**TRY IT:**
Output the following data exactly.

Entries taken from a collection:
%%

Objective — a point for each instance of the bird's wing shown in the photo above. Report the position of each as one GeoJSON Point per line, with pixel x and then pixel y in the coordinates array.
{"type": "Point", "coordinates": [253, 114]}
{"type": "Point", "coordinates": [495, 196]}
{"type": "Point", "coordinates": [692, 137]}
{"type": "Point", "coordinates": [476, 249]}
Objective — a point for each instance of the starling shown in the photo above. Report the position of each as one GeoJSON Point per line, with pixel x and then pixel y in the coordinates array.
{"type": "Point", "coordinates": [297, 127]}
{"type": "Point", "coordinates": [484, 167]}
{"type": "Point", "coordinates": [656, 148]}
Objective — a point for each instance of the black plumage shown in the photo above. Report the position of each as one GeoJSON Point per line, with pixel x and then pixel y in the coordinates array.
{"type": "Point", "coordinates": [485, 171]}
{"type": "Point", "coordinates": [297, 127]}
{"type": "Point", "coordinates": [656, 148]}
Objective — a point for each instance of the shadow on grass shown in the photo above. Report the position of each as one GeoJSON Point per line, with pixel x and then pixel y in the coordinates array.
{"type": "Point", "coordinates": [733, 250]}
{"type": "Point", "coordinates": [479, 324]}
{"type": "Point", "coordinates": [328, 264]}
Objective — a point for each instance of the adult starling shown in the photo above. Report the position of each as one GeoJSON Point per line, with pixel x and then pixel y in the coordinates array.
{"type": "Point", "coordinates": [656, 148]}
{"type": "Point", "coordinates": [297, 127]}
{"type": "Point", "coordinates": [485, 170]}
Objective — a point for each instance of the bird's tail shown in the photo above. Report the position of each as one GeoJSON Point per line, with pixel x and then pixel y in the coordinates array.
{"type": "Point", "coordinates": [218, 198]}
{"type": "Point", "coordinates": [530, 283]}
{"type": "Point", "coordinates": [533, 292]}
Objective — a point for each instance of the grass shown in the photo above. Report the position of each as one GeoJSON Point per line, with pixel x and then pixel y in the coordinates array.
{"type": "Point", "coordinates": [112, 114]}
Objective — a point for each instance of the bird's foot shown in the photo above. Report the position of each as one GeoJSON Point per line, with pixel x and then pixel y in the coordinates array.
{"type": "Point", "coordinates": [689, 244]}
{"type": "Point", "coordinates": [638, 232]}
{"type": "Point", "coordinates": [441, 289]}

%%

**TASK ANSWER:**
Objective — a point for each instance of the bird's wing shown in the photo above. Report the position of each as one GeoJSON Point per line, with pixel x and then pixel y in the coordinates array.
{"type": "Point", "coordinates": [253, 114]}
{"type": "Point", "coordinates": [495, 196]}
{"type": "Point", "coordinates": [692, 137]}
{"type": "Point", "coordinates": [476, 249]}
Objective — a point for each instance of the starling shown in the photo above. Report the position of each as one GeoJSON Point per line, with pixel x and then pixel y in the coordinates array.
{"type": "Point", "coordinates": [297, 127]}
{"type": "Point", "coordinates": [484, 167]}
{"type": "Point", "coordinates": [656, 148]}
Objective — a point for each instance of the black plumage shown in the photo above. Report the position of each as one GeoJSON Point per line, with pixel x and then pixel y in the coordinates array.
{"type": "Point", "coordinates": [485, 171]}
{"type": "Point", "coordinates": [297, 127]}
{"type": "Point", "coordinates": [656, 148]}
Objective — a point for each instance of the shadow on grass shown in the photo above. Report the position of each as one GeoJSON Point per line, with pixel x and then pixel y in the coordinates array.
{"type": "Point", "coordinates": [733, 250]}
{"type": "Point", "coordinates": [479, 324]}
{"type": "Point", "coordinates": [328, 264]}
Objective — a point for each instance of the adult starling shown in the photo above. Report the position of each as one GeoJSON Point per line, with pixel x and then pixel y in the coordinates array.
{"type": "Point", "coordinates": [656, 148]}
{"type": "Point", "coordinates": [297, 127]}
{"type": "Point", "coordinates": [485, 170]}
Objective — a point for each instance of the bird's tail shown in the photo above. Report the position of each as one GeoJSON Point per line, with pixel x and then pixel y in the coordinates array.
{"type": "Point", "coordinates": [218, 198]}
{"type": "Point", "coordinates": [530, 283]}
{"type": "Point", "coordinates": [533, 292]}
Objective — a point for each instance of the grass shown in the photo above. Report the position of each as one GeoJSON Point per line, with pixel x and then pixel y in the coordinates array.
{"type": "Point", "coordinates": [112, 114]}
Objective — a point for each instance of the bird's foot shown in the photo above. Report the position of each as one GeoJSON Point per line, with pixel x and then pixel y in the coordinates array.
{"type": "Point", "coordinates": [689, 244]}
{"type": "Point", "coordinates": [638, 232]}
{"type": "Point", "coordinates": [441, 289]}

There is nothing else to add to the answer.